> [Exercise] Please tally the lines of the records that contain "detect" and send back only the total.

> [Records]
☆ ☆ ☆ ☆

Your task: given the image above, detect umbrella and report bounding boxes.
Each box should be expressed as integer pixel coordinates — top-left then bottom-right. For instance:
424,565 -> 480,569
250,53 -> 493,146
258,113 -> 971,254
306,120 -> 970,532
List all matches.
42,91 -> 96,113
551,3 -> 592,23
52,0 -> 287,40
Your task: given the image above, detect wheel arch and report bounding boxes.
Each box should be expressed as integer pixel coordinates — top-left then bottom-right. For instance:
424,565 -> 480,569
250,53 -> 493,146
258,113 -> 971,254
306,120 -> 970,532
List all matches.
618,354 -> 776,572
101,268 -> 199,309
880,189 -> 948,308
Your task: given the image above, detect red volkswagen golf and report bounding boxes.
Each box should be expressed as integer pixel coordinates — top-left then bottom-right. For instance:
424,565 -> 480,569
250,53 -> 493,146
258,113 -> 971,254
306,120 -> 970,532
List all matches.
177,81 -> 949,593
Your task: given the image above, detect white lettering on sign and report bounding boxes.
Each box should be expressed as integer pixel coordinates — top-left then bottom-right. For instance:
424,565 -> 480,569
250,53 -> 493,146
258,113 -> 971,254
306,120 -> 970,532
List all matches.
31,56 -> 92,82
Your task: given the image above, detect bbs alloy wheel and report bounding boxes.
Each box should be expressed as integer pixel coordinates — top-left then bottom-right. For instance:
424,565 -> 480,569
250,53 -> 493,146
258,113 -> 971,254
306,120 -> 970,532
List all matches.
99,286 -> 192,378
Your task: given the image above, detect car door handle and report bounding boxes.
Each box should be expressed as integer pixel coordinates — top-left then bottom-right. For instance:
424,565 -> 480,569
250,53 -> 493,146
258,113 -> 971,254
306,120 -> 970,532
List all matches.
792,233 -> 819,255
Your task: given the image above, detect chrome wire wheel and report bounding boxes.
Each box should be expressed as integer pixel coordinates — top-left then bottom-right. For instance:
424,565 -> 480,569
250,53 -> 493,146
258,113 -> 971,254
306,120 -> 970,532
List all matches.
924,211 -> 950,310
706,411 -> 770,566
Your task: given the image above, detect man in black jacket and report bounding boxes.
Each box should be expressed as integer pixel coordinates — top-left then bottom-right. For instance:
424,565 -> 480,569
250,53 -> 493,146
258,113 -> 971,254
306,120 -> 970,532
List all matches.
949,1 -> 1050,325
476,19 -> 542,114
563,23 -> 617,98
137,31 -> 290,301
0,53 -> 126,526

☆ ☆ ☆ ☆

> [Result for this exercise] 8